§ Document excerpt
★ ★ ★

# Ultegra 6800 ferrules, lots of them - CXWrench, you there?



## deviousalex (Aug 18, 2010)

I'm installing an Ultegra 6800 group which came with a lot of different cable ferrules. 










#1 (left most) and #2 came on the pieces of housing shipped with the groupset. 

#3 has a notch in it. Does it go inside the shifter? I see there is a little horizontal place where it seem like it would go.

#4 has no notch and is similar to #2 but longer.

#2 & #3 & #4 has some variation between the size of the hole.

I have no idea what #5 is. Is this to create a sealed shifting system?

#6 & #7. These look like they would go into the rear brake caliper. Only noticeable different is the length of the black bit at the end.

The instructions that came with the shifters did not describe how any of this works of course.

★ ★ ★

§ Data
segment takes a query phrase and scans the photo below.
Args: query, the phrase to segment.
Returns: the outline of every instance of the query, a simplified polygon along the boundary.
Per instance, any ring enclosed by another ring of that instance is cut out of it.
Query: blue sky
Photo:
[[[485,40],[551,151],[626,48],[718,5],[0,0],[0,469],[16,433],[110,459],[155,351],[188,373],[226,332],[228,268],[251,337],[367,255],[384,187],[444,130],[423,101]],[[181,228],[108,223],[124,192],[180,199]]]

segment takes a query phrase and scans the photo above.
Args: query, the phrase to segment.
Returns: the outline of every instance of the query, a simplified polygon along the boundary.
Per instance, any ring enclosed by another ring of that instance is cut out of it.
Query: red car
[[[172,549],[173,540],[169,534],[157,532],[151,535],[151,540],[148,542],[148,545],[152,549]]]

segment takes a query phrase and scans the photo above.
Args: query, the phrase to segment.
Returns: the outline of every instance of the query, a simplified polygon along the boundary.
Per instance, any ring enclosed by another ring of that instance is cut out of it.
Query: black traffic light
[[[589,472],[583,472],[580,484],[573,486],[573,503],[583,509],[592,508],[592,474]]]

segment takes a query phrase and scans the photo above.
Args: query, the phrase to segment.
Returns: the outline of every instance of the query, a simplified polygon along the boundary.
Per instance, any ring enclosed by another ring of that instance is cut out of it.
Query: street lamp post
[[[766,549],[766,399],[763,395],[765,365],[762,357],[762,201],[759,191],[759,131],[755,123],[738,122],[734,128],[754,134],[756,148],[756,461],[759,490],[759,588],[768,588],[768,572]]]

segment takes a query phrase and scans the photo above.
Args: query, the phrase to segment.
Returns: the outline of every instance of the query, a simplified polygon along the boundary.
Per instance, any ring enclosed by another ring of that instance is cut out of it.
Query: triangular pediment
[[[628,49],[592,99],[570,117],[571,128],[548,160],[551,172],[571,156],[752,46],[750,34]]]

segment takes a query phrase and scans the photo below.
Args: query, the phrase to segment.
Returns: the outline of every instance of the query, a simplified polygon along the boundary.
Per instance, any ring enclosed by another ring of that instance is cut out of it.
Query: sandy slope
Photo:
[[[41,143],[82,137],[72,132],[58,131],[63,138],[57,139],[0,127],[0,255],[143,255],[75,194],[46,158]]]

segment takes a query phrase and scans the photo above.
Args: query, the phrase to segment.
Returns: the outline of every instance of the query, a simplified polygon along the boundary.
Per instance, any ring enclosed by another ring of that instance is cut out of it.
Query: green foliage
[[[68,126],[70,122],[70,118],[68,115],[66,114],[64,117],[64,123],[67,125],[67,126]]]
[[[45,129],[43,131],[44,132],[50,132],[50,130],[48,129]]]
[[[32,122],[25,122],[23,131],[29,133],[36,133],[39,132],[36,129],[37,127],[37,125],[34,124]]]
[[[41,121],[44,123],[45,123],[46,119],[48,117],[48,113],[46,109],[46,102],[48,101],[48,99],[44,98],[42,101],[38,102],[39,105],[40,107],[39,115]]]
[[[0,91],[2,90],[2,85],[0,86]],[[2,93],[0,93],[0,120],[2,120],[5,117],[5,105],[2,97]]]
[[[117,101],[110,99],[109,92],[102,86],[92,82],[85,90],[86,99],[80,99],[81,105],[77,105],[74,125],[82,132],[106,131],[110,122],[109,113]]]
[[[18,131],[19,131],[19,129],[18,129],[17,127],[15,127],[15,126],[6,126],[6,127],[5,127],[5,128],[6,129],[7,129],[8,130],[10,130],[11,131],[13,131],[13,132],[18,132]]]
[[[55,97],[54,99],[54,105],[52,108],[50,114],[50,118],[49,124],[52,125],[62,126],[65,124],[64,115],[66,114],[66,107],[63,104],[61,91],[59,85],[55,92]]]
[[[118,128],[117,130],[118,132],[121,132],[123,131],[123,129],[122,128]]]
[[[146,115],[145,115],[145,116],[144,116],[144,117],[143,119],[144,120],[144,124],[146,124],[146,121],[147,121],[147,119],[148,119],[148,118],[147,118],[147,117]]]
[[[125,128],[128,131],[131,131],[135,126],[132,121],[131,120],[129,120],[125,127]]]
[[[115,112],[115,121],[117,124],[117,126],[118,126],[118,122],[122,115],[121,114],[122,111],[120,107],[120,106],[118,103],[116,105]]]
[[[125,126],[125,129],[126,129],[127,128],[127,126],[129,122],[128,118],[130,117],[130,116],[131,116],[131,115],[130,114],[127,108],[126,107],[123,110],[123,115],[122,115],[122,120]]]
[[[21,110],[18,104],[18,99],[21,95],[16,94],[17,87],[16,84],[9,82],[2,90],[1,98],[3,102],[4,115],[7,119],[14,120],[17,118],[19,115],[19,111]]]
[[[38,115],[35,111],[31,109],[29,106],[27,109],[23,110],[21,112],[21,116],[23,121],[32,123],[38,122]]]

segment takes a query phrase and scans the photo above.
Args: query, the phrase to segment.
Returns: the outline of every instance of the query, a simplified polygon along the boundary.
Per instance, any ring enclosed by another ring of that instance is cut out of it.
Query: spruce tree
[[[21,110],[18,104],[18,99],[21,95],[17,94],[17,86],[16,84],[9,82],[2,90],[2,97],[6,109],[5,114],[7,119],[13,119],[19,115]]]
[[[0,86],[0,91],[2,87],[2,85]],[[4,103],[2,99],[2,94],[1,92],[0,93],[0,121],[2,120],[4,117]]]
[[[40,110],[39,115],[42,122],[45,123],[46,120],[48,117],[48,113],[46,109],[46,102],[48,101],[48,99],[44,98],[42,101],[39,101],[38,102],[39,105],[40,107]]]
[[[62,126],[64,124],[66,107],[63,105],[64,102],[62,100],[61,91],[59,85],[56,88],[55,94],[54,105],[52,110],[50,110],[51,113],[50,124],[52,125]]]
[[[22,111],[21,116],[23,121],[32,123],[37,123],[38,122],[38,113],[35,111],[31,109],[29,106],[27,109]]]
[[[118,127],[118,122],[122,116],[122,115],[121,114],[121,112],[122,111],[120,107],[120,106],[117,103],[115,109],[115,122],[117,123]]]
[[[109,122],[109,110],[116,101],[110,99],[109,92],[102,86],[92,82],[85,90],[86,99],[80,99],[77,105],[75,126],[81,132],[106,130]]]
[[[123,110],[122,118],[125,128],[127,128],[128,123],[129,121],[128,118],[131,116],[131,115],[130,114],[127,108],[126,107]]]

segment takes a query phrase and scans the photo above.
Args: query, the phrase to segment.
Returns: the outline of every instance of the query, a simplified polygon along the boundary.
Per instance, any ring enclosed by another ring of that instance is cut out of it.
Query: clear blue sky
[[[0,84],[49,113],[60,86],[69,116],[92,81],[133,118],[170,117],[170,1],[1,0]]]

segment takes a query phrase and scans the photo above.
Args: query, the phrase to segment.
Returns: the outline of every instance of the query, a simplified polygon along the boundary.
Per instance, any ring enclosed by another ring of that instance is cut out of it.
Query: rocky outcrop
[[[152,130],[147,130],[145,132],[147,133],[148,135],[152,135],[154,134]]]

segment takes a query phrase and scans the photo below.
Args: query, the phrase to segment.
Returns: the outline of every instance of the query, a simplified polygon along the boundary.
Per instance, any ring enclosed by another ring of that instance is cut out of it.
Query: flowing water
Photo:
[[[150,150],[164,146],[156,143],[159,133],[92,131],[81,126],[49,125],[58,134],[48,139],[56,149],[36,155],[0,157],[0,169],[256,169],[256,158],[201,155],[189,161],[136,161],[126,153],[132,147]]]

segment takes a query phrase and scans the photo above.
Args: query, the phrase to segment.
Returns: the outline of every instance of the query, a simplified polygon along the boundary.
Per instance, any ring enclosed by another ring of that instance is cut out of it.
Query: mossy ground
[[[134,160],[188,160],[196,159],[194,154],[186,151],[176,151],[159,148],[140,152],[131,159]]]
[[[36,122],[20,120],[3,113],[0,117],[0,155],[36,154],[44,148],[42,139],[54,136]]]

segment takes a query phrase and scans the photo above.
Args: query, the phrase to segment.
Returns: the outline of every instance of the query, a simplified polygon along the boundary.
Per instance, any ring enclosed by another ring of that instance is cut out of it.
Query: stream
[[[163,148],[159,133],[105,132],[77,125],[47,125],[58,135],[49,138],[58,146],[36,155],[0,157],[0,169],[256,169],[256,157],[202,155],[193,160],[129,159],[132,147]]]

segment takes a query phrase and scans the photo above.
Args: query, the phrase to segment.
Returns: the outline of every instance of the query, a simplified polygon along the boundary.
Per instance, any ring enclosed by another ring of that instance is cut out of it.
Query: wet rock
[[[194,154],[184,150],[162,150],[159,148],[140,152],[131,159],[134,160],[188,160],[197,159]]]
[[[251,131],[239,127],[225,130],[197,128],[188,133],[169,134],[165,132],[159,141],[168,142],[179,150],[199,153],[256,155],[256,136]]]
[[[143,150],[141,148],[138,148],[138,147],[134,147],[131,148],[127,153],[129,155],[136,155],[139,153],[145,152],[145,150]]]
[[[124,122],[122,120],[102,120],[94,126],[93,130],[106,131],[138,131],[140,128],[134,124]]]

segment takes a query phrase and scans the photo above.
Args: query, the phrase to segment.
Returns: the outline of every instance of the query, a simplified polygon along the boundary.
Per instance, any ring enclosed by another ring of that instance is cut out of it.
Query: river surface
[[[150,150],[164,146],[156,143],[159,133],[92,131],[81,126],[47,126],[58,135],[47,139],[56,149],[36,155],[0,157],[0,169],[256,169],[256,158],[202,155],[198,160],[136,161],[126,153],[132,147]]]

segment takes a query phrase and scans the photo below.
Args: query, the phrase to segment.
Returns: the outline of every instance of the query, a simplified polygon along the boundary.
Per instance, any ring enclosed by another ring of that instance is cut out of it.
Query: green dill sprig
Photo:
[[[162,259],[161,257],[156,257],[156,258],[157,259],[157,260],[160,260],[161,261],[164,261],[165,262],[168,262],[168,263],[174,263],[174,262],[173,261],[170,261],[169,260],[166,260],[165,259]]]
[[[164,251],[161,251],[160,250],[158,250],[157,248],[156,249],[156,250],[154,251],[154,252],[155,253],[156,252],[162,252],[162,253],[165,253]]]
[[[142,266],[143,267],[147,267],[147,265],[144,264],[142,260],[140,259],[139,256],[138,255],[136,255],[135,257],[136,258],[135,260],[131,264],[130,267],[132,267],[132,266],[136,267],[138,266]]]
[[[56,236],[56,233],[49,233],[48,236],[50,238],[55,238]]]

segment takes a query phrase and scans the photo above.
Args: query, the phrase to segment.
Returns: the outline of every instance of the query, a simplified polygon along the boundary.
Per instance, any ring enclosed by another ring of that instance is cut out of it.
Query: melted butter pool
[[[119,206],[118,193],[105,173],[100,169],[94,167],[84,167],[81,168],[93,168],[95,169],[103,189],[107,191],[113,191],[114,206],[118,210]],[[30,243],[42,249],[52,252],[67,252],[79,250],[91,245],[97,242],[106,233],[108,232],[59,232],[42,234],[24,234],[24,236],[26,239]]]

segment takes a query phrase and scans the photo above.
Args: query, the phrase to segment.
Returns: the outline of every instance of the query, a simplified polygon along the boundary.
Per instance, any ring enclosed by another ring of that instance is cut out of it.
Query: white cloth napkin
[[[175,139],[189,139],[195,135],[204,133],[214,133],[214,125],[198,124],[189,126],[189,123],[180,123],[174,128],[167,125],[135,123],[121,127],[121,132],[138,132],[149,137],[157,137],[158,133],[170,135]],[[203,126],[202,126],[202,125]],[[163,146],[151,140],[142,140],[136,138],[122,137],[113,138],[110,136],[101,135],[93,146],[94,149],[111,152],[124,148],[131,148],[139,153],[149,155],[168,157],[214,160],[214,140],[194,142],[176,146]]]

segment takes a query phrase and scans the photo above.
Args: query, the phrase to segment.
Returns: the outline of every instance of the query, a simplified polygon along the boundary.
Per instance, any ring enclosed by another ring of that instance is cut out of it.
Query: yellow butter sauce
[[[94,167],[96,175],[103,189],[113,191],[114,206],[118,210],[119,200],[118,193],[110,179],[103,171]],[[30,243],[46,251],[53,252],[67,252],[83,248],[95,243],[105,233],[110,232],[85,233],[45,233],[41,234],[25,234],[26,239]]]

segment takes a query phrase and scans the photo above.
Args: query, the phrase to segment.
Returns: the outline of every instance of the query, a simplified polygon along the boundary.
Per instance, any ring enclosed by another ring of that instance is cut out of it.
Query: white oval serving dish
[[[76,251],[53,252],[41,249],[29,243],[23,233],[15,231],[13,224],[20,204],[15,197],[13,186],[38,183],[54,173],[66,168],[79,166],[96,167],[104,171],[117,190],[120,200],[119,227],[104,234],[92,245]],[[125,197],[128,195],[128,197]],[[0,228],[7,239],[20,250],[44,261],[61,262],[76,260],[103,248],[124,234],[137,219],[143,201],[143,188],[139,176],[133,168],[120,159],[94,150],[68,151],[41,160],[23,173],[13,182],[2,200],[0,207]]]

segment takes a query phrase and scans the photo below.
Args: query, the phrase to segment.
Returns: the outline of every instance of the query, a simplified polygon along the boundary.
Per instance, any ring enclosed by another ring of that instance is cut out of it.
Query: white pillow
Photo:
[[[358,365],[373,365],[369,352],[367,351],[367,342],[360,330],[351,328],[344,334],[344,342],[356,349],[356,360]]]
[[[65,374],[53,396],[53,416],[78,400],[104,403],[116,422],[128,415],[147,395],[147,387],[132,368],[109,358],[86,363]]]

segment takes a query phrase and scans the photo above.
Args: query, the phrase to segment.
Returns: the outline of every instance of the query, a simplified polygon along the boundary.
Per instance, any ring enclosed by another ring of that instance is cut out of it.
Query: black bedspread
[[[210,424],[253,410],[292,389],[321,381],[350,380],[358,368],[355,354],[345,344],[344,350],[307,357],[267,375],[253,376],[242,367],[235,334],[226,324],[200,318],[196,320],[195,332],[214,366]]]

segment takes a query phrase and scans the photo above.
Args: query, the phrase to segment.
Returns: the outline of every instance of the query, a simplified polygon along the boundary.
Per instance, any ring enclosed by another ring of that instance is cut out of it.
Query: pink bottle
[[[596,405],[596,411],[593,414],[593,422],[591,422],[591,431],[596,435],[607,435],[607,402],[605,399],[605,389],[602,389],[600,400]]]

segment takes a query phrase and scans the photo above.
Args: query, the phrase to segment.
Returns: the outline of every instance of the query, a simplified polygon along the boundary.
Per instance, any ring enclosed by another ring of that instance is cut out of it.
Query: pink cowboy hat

★ ★ ★

§ Requests
**a.** Reproduce the forum post on Ultegra 6800 ferrules starting at "#1 (left most)" and ending at "sealed shifting system?", substituting "groove" for "notch".
**b.** Count the lines in the entries that contain the string "black". Reply with only the number.

§ Answers in order
**a.**
#1 (left most) and #2 came on the pieces of housing shipped with the groupset. 

#3 has a groove in it. Does it go inside the shifter? I see there is a little horizontal place where it seem like it would go.

#4 has no groove and is similar to #2 but longer.

#2 & #3 & #4 has some variation between the size of the hole.

I have no idea what #5 is. Is this to create a sealed shifting system?

**b.** 2